Vorliegender Auszug
<<<<

1728 hatte Händel mit Caffarelli einen Starkastraten zur Verfügung, Franco
Fagioli verleiht Serses Stimmungsschwankungen nun seine Stimme und das
mit Bravour. Das „Ombra mai fu zu Beginn singt er als Entertainer am Klavier sitzend und sich selber begleitend als Präsentation seines aktuellen Hits. Die drei großen Dacapo-Arien waren beim Publikum Höhepunkte des Abends,
ob nun mit „Piu che penso alle fiamme“, bei dem er für Star-Fotos posiert, mit „Bramate d'amar“, wenn er Romilda gewinnen will oder am Schluß des 3.Akts mit dem spektakulären und entfesselten Bravourstück „Crude furie“, Fagioli
präsentiert seine typische Kombination aus Technik und Ausdruck, virtuos, verführerisch und
charakteristisch mit geerdetem Timbre. Es fällt aber auch auf, daß er als Serse nicht ganz so dominant zur Geltung kommt, wie das in anderen Opern der Fall ist. Ihm liegen die pathetischen Dacapo-Arien, wenn sie wie in Serse an Pathos verlieren, fehlt ihm etwas. Fagioli kompensiert den Mangel, indem er den Liberace-Serse perfekt überdreht spielt und darstellt. Als Arsamene singt Max Emanuel Cencic vielleicht die gefühlvollsten Arien des Premierenabends, stimmlich verleiht er seiner Figur mehr Würde und Größe als er ihr szenisch gönnt, das traurige „Quella che tutta fè“ inmitten des zweiten Akts war die ergreifendste Arie des Abends - Bravo! Beachtenswert gut sind ebenfalls die beiden Bässe, Yang Xu in der
Partie von Arsamenes Saufkumpane Elviro besitzt eine wohlklingende Stimme mit Statur und
Verwandlungsfähigkeit, Pavel Kudinov ist ein profunder Ariodate mit witziger Szene im 3.Akt. Chors und Statisten sind gut beschäftigt und agieren tadellos.
Fazit: Das erste Bravo geht an Max E. Cencic für eine intelligente Inszenierung, viele weitere Bravos gebühren all den anderen, die Serse sängerisch, musikalisch und szenisch zu einer bemerkenswert gelungen Premiere machten, die noch lange in Erinnerung bleiben wird.

>>>>

Erforderliche Aufgaben
1 – Welche Arie nennt die Kritik zur Serse-Premiere die ergreifendste des Abends?
2 – Geben Sie aus der Kritik zur Serse-Premiere den Abschnitt wörtlich wieder, der mit den Worten „Fazit: Das erste“ beginnt und mit „Erinnerung bleiben wird.“ endet.
3 – Führen Sie die Kritik zur Serse-Premiere im Anschluss an ihren letzten Satz fort.

Bereitgestellte Angaben
<<<<

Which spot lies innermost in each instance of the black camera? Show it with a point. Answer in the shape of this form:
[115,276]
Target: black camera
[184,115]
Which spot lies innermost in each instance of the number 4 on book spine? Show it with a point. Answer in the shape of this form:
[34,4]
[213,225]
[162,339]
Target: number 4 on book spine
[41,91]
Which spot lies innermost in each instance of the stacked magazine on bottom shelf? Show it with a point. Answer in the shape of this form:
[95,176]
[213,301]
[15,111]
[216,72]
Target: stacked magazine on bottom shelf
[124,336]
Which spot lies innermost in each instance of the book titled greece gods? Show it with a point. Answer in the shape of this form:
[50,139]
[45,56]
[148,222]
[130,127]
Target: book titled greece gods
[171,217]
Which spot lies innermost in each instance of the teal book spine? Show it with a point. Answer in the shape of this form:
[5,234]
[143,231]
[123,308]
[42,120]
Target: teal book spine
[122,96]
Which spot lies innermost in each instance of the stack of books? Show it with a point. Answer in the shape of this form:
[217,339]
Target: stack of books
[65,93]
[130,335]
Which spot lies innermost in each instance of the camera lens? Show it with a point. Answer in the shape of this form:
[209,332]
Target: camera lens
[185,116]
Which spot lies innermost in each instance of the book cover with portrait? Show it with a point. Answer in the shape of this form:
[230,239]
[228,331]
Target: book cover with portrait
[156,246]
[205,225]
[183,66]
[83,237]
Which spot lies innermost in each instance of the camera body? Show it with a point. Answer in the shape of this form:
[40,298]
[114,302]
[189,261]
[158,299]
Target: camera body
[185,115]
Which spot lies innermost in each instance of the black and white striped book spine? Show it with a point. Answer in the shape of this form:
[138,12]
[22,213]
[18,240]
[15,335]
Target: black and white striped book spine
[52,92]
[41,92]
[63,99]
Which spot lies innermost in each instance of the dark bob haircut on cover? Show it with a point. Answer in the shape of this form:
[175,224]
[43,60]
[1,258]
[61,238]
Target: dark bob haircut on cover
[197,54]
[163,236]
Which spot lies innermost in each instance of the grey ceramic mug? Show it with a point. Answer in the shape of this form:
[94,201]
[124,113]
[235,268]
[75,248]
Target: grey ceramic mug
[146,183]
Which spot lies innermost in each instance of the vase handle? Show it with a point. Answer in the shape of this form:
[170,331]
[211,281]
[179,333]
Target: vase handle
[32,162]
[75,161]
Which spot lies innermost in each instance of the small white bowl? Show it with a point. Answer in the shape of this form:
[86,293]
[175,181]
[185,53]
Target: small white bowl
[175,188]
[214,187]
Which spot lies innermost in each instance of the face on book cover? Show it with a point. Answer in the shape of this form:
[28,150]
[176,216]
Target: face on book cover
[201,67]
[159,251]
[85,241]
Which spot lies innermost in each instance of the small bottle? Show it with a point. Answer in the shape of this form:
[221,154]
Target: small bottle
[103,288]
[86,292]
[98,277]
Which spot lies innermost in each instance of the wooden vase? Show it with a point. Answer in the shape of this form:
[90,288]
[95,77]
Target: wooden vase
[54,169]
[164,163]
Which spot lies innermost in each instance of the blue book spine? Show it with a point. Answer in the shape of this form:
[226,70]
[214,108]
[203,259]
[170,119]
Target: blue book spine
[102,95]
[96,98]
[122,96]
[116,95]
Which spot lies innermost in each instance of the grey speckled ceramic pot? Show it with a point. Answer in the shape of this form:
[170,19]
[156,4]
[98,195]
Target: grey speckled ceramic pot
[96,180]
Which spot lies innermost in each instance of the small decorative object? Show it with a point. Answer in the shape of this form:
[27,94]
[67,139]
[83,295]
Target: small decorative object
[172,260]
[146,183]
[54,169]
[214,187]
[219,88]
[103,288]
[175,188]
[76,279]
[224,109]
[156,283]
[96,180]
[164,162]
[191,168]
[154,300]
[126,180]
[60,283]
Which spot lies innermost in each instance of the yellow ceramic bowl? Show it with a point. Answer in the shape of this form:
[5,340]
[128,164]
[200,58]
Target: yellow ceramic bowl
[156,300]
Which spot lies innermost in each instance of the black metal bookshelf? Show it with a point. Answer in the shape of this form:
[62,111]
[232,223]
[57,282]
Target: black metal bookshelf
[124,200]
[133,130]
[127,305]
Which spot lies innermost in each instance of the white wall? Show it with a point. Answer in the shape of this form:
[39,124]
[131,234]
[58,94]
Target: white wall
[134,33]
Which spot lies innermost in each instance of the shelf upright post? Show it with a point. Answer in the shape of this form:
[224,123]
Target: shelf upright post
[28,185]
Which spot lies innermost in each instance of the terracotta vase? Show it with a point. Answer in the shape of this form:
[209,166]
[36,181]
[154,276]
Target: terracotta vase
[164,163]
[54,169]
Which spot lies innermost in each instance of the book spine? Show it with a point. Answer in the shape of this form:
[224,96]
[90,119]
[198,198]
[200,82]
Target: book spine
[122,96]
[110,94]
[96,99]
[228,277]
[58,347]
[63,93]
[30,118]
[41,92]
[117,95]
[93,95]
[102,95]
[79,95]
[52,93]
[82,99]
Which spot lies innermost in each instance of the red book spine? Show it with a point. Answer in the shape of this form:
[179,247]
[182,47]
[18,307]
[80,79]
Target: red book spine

>>>>

Endergebnisse
1 – Das traurige „Quella che tutta fè“ inmitten des zweiten Akts, gesungen von Max Emanuel Cencic als Arsamene.

2 –
Fazit: Das erste Bravo geht an Max E. Cencic für eine intelligente Inszenierung, viele weitere Bravos gebühren all den anderen, die Serse sängerisch, musikalisch und szenisch zu einer bemerkenswert gelungen Premiere machten, die noch lange in Erinnerung bleiben wird.

3 –
PS (1): Zur Vorbereitung kann man sich Steven Soderberghs Film Liberace – Zu viel des Guten ist wundervoll (2013) mit Michael Douglas, Matt Damon und Rob Lowe ansehen und Elvis Presleys Viva Las Vegas anhören, um in Stimmung für diese Inszenierung zu kommen.
PS (2): Und vielen Dank an den Personalrat und die Gewerkschaft Verdi, die zu Beginn 10 Minuten ihre Argumente im Tarifstreit vorbrachten und dafür Serse nicht bestreikten. Nichts zieht überregional mehr Zuschauer national und international nach Karlsruhe als die Händel Festspiele. Diese zu bestreiken ist ein unnützer Schnitt ins eigene Fleisch. Es gibt genug anderes, was man am Karlsruher Staatstheater bestreiken kann: das überflüssige Volkstheater oder das verklemmte Schauspiel. Kann man die alle zwei Jahre stattfindenden Tarifverhandlungen nicht in die Monate März und April verlegen oder die Händel Festspiele verschieben? Das Damoklesschwert des Streiks ist eine Zumutung für die wichtigsten Spielzeittage des Badischen Staatstheaters.
Besetzung und Team:
Serse: Franco Fagioli
Arsamene: Max Emanuel Cencic
Romilda: Lauren Snouffer
Atalanta: Katherine Manley
Amastre: Ariana Lucas
Ariodate: Pavel Kudinov
Elviro: Yang Xu
Musikalische Leitung: George Petrou
Chorleitung Marius Zachmann
Regie: Max Emanuel Cencic
Bühne: Rifail Ajdarpasic
Kostüme: Sarah Rolke, Mitarbeit Kostüme: Wicke Naujoks
Seit 1988 bin ich steter Besucher des Badischen Staatstheaters. Bei vielen Opern-, Theater-, Konzert- und Ballettvorstellungen im Jahr und Besuchen in anderen Städten verliert man schon mal den Überblick. Dieser Tagebuch-Blog dient mir seit der Spielzeit 2011/12 als elektronische Erinnerung. Bitte beachten Sie meine Intention: ich bin kein Journalist oder Kritiker, sondern schreibe hier lediglich persönliche Eindrücke, private Ansichten und Vermutungen für mich und Angehörige nieder.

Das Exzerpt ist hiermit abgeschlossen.